◆ Requests:
1. According to the CARICOM conference remarks, which congressional district does the speaker represent?
2. Continue the CARICOM conference remarks beyond their last sentence.

◆ Passage shown:

----------------------------------------

“Thank you, Prime Minister Skerrit, for your very kind and generous introduction. I am honored to be here for the Forty-Fifth CARICOM Heads of Government Conference. This is my second international trip as House Democratic Leader, but first to the Western Hemisphere. It’s an honor to touch down in the Caribbean.
I want to first acknowledge all of the CARICOM heads of government and dignitaries here today. Thank you to CARICOM Secretary General Ms. Carla Barnett for your leadership of this incredibly important multilateral organization.
Secretary of State Blinken, thank you for your phenomenal representation of the Biden-Harris administration on the global stage and all that you are doing to strengthen the relationship between the United States and the Caribbean region.
Since January, I have had the privilege of serving as House Democratic Leader. In Congress, I represent the 8th Congressional district in Brooklyn, home to one of the largest Caribbean-American communities in the nation. Indeed, on any given weekend back at home, particularly during the summer months, you can hear Calypso, Soca, Reggae or Dancehall – and think you were on an island nation.
I want to introduce the U.S. Congressional Delegation joining me today.

----------------------------------------

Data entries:

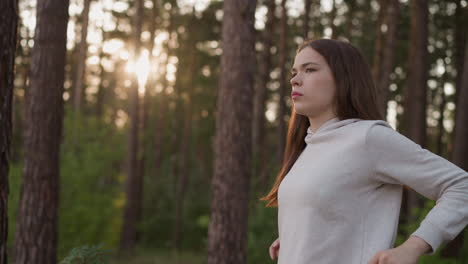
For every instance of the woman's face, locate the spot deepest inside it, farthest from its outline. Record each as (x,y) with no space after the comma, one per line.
(313,80)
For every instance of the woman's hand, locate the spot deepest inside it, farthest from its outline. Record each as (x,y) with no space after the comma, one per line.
(274,249)
(407,253)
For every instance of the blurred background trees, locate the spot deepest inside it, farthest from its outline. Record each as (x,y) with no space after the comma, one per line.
(135,164)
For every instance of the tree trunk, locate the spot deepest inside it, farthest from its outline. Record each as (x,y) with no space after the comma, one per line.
(460,150)
(8,33)
(81,63)
(416,90)
(283,51)
(37,220)
(134,187)
(162,105)
(227,231)
(387,56)
(332,20)
(100,95)
(184,172)
(306,19)
(259,145)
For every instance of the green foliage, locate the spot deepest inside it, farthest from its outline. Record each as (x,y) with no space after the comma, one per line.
(86,255)
(91,197)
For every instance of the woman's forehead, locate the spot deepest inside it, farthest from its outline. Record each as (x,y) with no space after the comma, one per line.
(307,55)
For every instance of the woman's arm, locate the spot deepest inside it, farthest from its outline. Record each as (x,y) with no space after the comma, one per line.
(398,160)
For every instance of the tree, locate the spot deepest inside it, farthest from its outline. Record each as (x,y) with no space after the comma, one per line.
(460,150)
(227,230)
(81,63)
(265,65)
(283,51)
(8,32)
(134,185)
(414,124)
(36,237)
(385,48)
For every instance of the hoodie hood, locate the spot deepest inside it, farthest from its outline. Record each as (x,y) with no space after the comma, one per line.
(329,125)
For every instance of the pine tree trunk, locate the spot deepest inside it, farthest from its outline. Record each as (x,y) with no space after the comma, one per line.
(162,105)
(102,76)
(227,231)
(460,150)
(416,90)
(184,172)
(259,145)
(306,19)
(332,20)
(387,56)
(8,34)
(37,220)
(81,63)
(134,186)
(283,51)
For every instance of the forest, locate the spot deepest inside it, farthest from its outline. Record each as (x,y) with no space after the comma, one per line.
(146,131)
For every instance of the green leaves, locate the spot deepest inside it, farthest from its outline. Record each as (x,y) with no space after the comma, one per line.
(86,255)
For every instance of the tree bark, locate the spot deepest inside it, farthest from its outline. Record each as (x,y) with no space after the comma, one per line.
(37,220)
(259,146)
(81,63)
(384,64)
(460,150)
(134,186)
(8,33)
(416,90)
(283,50)
(227,231)
(306,19)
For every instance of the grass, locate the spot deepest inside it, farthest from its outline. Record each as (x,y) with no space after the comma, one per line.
(146,256)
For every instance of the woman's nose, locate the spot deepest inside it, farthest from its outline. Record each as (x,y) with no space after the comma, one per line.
(295,81)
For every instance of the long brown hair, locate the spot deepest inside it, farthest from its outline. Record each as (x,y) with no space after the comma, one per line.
(356,97)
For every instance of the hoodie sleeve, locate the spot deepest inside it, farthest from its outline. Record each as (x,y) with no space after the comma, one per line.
(398,160)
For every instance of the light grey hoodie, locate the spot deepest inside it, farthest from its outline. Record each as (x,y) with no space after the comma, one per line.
(340,202)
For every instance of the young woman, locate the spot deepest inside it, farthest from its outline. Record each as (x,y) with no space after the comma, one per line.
(339,190)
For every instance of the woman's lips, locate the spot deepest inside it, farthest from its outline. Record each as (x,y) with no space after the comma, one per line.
(295,94)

----------------------------------------

◆ Answer list:
1. The speaker represents the 8th Congressional district in Brooklyn.

2.
- Rep. Radewagen of American Samoa, a leading Republican voice on the Foreign Affairs Committee;
- Rep. Meeks of New York, he is the top Democrat on the Foreign Affairs Committee and a leader in strengthening the relationship between the United States and the Caribbean;
- Rep. Horsford of Nevada, Chair of the Congressional Black Caucus and a House leader with Trinidadian roots;
- Rep. Clarke of New York, the first Vice Chair of the Congressional Black Caucus, a fellow Brooklynite and a member of the powerful Energy and Commerce Committee. She also proudly hails from the Island Nation of Jamaica;
- Rep. Beatty of Ohio, the immediate past Chair of the Congressional Black Caucus, and a leader on the Financial Services Committee on issues related to international financial institutions and sovereign debt; and
- Rep. Castro of Texas, the top Democrat on the Western Hemisphere subcommittee and former Chair of the Congressional Hispanic Caucus.
The members of the delegation are all leaders in Congress who are committed to a strong partnership with CARICOM.
Thank you, Prime Minister Dr. Keith Rowley, and our hosts here in Trinidad and Tobago—what an honor and a privilege to join you on the 50th anniversary of CARICOM. Happy Birthday!
This is a historic moment as we celebrate the founding CARICOM treaty signed here 50 years ago and renew our commitment to being the best possible neighbors to each other.
The region is stronger because of multilateral partnerships like the one forged by CARICOM five decades ago, and our collective future will be brighter because of the continued relationships that bind this organization together.
Our trip to CARICOM builds on the historic Summit of the Americas hosted by President Biden in Los Angeles and on efforts Vice President Harris has engaged in with Caribbean leaders over the past year, most recently in the Bahamas.
To begin with, let me reiterate on behalf of the Congressional delegation, our unshakeable commitment to the financial health, security and economic well-being of the Caribbean region.
We are here to make clear that the CARICOM nations are not an afterthought. We value this relationship. We are neighbors. We have shared democratic values. We have mutual security concerns. We have common economic interests.
And we are stronger together.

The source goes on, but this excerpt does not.